WORK ITEM: What comes back must be the data itself, retyped exactly.

::: GIVEN RECORDS :::

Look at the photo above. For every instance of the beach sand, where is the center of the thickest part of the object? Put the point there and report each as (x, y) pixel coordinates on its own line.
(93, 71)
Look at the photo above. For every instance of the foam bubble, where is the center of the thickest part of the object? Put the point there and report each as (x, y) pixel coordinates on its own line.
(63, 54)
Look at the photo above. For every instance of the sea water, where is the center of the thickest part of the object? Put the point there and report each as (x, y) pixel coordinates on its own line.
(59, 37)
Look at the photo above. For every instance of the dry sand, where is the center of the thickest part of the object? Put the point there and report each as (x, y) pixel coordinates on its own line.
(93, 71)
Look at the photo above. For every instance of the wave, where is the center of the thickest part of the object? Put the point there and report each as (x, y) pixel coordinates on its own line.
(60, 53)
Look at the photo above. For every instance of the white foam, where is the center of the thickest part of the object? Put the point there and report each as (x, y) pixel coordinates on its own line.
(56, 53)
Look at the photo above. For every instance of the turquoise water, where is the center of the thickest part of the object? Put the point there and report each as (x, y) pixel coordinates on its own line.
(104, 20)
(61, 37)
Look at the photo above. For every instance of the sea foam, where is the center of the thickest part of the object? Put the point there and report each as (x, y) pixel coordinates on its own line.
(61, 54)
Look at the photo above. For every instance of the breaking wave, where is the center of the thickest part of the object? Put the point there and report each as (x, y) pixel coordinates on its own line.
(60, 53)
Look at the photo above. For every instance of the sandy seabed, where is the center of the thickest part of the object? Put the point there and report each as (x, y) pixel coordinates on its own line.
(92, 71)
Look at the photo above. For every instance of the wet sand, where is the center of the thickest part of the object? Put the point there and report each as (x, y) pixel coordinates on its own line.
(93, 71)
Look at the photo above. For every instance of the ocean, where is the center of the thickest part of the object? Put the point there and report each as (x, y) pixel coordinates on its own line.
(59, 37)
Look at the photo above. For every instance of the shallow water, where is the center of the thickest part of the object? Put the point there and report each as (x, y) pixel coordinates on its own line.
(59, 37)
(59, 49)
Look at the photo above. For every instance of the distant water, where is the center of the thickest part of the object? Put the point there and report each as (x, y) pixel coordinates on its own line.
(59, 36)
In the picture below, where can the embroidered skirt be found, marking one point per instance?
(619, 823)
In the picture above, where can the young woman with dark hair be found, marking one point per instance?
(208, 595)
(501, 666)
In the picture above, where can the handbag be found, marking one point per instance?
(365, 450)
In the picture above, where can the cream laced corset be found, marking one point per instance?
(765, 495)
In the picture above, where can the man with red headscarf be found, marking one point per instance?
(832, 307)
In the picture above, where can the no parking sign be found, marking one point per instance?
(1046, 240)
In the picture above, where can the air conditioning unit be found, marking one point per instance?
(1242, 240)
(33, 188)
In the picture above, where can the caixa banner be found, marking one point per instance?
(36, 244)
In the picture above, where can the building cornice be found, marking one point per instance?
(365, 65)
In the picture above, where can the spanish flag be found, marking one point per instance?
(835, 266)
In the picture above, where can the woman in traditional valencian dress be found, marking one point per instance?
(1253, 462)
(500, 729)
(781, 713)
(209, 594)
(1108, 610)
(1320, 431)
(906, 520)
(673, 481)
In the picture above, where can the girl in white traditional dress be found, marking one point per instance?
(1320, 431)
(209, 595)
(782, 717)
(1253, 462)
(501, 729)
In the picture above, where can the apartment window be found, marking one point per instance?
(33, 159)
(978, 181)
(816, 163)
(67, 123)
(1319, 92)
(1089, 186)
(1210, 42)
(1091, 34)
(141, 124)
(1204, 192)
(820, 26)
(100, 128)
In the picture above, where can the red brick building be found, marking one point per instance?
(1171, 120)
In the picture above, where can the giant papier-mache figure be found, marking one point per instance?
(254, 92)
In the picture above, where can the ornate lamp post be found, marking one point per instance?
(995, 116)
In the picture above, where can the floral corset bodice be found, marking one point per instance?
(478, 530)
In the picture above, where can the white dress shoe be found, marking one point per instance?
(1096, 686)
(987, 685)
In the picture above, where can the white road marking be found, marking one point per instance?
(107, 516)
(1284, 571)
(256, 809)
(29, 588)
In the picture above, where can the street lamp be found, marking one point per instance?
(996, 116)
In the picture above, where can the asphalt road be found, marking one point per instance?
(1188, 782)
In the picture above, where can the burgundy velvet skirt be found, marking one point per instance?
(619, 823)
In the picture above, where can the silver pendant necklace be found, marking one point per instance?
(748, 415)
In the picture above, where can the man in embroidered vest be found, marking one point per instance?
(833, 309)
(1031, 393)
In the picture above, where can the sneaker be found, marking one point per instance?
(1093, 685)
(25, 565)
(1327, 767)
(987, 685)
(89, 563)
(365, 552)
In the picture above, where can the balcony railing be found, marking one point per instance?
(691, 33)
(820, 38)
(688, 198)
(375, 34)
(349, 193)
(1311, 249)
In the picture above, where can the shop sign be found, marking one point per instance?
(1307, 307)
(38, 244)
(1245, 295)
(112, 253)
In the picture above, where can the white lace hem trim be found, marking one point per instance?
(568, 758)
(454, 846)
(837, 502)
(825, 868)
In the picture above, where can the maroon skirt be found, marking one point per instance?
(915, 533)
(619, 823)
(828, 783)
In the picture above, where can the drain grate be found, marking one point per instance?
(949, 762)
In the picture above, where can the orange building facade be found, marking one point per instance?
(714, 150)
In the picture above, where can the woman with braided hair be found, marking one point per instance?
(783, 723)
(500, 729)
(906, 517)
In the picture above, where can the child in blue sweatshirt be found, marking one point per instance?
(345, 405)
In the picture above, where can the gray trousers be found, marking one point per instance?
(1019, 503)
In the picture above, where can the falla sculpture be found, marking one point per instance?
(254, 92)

:::

EXERCISE OUTPUT:
Look at the photo above. For every instance of the beach sand, where is the center of the thickest part of the object? Put the point there and report each as (x, y) pixel coordinates on its own line.
(93, 71)
Look at the photo above. For every instance of the foam bubble, where is the center of the thickest part of the object? Put the point there and report each as (x, y) pixel coordinates on its own line.
(63, 54)
Look at the photo above. For every instance of the sea water, where is the center of the thickest part of the object? Put the point there and report each as (x, y) pixel coordinates on its own line.
(59, 37)
Look at the photo above. For every instance of the dry sand, where is the center of the thickest part of the object? Put the point there and report each as (x, y) pixel coordinates on its own line.
(93, 71)
Look at the photo above. For every instance of the wave, where is the center of the thickest part of the object? Put the point there and report each as (x, y) pixel coordinates on its own line.
(60, 53)
Look at the photo above. For every instance of the white foam, where is the center of the thickest part of the object? Put the point there and report each as (x, y) pixel coordinates on its own line.
(56, 53)
Look at the photo above. For every instance of the turquoise water, where is the center of the thickest part of the object? Put the point there and report each as (x, y) pixel coordinates on its own line.
(104, 20)
(61, 37)
Look at the photo above. For every instance of the sea foam, where is the center of the thickest part of the object? Put the point there and report each as (x, y) pixel coordinates on its own line.
(61, 54)
Look at the photo above. For every instance of the breaking wave, where is the center of the thickest part of the object? Put the point there and report each as (x, y) pixel coordinates on its own line.
(60, 53)
Look at the photo above. For every instance of the sandy seabed, where is the center of the thickest part of the object? Put the point there and report each as (x, y) pixel coordinates on its own line.
(92, 71)
Look at the photo above. For every instance of the wet sand, where is the center of the thickest part of the object? Put the point there and report each as (x, y) pixel coordinates on its own line.
(93, 71)
Look at the photo above. For every instance of the ocean, where is the center of the thickest part of the object? Put the point there and report each as (x, y) pixel coordinates on its own line.
(59, 37)
Look at the photo above. For every instance of the shallow water, where is the center of the thickest part of the object? Put the point there and report each as (x, y) pixel coordinates on its own line.
(59, 37)
(59, 49)
Look at the photo above. For every instance of the distant water, where is the center of the thickest part of the object? Put the point there and report each as (x, y) pixel coordinates on its own line.
(59, 36)
In the picture below, where can the embroidered skirt be found, marking one point per instance?
(619, 823)
In the picture above, where can the young woman with dark hair be found, marking one point per instance?
(208, 595)
(501, 666)
In the picture above, where can the handbag be found, marking one point per instance?
(365, 450)
In the picture above, where can the cream laced corset be found, marking one point per instance?
(765, 495)
In the picture above, where can the man with red headscarf be found, marking one point per instance?
(832, 307)
In the picture above, where can the no parking sign be found, marking one point per instance?
(1046, 240)
In the picture above, where can the air conditioning unit be found, marking one point per instance?
(1242, 240)
(33, 188)
In the picture above, where can the caixa banner be found, marking one point per instance?
(36, 244)
In the picture above, where can the building cornice be found, marking one point per instance?
(365, 65)
In the picture above, where can the spanish flag be found, marking one point per instance?
(835, 266)
In the picture above, where can the woman in traditional valencian dress be found, marking one point per instance?
(1253, 462)
(500, 729)
(781, 713)
(209, 594)
(1108, 610)
(1320, 431)
(906, 520)
(673, 481)
In the picture above, where can the girl in white traditional dress be found, marking one point per instance?
(1320, 431)
(209, 595)
(782, 717)
(1253, 462)
(501, 729)
In the picture above, where can the apartment window be found, marking one point per instance?
(33, 159)
(978, 181)
(816, 163)
(67, 123)
(1319, 92)
(1089, 186)
(1210, 42)
(1091, 34)
(141, 124)
(1204, 192)
(820, 26)
(100, 128)
In the picture above, where can the red brick building be found, marking one point per instance?
(1171, 120)
In the picture above, where can the giant papier-mache figure be found, marking one point per instance?
(254, 92)
In the picture above, where can the ornate lamp post be found, marking one point per instance?
(995, 116)
In the picture above, where can the floral corset bodice be found, marking one point per instance?
(478, 530)
In the picture above, where can the white dress shoe be found, marking one point per instance?
(1096, 686)
(987, 685)
In the picture above, where can the white road marking be found, marking one point per instance?
(107, 516)
(1284, 571)
(256, 809)
(29, 588)
In the picture above, where can the street lamp be found, marking one point per instance?
(996, 116)
In the picture above, where can the asphalt road be found, marking one point per instance?
(1188, 782)
In the picture above, where can the burgundy velvet skirt be found, marking one point per instance?
(619, 823)
In the picture above, where can the silver pendant necklace be found, marking one point per instance?
(748, 415)
In the picture above, where can the man in embroidered vest be found, marking one point per instance?
(833, 309)
(1031, 393)
In the picture above, where can the sneaker be found, marking one point per instance?
(1093, 685)
(25, 565)
(1327, 767)
(987, 685)
(89, 563)
(365, 552)
In the picture above, where can the balcony railing be found, marking one point per instance?
(691, 33)
(820, 38)
(688, 198)
(375, 34)
(349, 193)
(1311, 249)
In the picture above, where can the shop sign be found, marking one point per instance?
(1307, 307)
(38, 244)
(1245, 295)
(112, 253)
In the picture above, where can the white lace hem trim be found, marking one point per instance?
(568, 758)
(454, 846)
(837, 502)
(825, 868)
In the picture above, where can the maroon skirt be found, marking one point per instance?
(915, 533)
(619, 823)
(828, 783)
In the picture above, where can the drain grate be found, marking one point per instance?
(949, 762)
In the picture above, where can the orange building facade be found, marking one point per instance?
(714, 150)
In the picture above, where can the woman with braided hair be found, marking one point per instance?
(783, 723)
(500, 729)
(906, 517)
In the picture above, where can the child in blue sweatshirt be found, marking one point per instance?
(345, 405)
In the picture above, where can the gray trousers be found, marking one point per instance?
(1019, 503)
In the picture above, where can the falla sculpture be found, marking one point per instance?
(254, 92)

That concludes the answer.